*How to complete this task:*
Below this line is the material. Write out only its lines from the one containing "box: [639, 9, 657, 52]" through the one containing "positive clicks: (606, 15)", both kept, exactly.

*Extracted material:*
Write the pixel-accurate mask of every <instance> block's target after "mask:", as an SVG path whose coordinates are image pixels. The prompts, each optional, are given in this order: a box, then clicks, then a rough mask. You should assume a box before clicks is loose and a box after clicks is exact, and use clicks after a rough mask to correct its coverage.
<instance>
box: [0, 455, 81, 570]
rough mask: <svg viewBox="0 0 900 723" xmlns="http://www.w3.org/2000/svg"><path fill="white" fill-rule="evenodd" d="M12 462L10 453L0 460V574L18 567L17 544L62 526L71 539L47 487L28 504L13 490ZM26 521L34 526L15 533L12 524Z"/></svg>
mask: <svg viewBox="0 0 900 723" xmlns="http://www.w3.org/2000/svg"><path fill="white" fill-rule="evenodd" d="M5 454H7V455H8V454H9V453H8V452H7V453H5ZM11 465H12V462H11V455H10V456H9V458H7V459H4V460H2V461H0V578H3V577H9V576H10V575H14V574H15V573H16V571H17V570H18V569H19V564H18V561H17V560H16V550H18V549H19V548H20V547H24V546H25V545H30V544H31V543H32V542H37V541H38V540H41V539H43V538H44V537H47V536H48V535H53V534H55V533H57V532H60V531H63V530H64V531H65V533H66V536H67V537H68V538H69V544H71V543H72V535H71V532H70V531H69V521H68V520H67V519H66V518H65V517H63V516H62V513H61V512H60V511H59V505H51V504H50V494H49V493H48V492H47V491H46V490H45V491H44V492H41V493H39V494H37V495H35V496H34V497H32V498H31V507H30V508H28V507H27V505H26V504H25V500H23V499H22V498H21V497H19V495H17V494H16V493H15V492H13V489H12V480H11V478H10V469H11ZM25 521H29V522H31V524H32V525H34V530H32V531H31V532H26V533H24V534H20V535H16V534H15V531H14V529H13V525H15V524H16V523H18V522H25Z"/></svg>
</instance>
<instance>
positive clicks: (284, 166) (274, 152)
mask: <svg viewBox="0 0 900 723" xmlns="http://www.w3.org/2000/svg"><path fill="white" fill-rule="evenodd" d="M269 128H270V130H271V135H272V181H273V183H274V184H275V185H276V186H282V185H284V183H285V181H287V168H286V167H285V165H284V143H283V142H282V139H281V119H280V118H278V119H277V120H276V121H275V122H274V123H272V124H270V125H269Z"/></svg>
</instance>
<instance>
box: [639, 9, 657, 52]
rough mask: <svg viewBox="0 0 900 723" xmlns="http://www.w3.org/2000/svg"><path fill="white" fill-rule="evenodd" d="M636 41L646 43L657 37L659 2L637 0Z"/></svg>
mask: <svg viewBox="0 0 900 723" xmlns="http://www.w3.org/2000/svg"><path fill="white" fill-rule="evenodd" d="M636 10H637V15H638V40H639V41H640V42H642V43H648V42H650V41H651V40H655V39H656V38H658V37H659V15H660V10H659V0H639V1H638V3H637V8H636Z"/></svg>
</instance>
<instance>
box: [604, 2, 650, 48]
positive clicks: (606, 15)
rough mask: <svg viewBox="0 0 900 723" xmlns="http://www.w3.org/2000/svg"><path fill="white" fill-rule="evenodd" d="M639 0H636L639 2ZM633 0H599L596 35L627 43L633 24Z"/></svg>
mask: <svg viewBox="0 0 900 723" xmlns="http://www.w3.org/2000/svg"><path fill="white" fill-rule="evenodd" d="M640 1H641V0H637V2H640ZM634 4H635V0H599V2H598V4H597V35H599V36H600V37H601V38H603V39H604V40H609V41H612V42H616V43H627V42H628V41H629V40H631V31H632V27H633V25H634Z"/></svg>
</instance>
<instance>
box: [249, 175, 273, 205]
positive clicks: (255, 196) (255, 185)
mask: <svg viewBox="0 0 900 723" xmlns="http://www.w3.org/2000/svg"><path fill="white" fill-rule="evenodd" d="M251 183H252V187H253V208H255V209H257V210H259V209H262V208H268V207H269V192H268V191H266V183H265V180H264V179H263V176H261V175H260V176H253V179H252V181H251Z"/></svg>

*Task answer:*
box: [639, 9, 657, 52]
rough mask: <svg viewBox="0 0 900 723" xmlns="http://www.w3.org/2000/svg"><path fill="white" fill-rule="evenodd" d="M636 41L646 43L657 37L659 2L637 0Z"/></svg>
mask: <svg viewBox="0 0 900 723" xmlns="http://www.w3.org/2000/svg"><path fill="white" fill-rule="evenodd" d="M636 10H637V15H638V40H639V41H640V42H642V43H648V42H650V41H651V40H655V39H656V38H658V37H659V15H660V10H659V0H639V1H638V3H637V8H636Z"/></svg>
</instance>
<instance>
box: [604, 2, 650, 48]
positive clicks: (606, 15)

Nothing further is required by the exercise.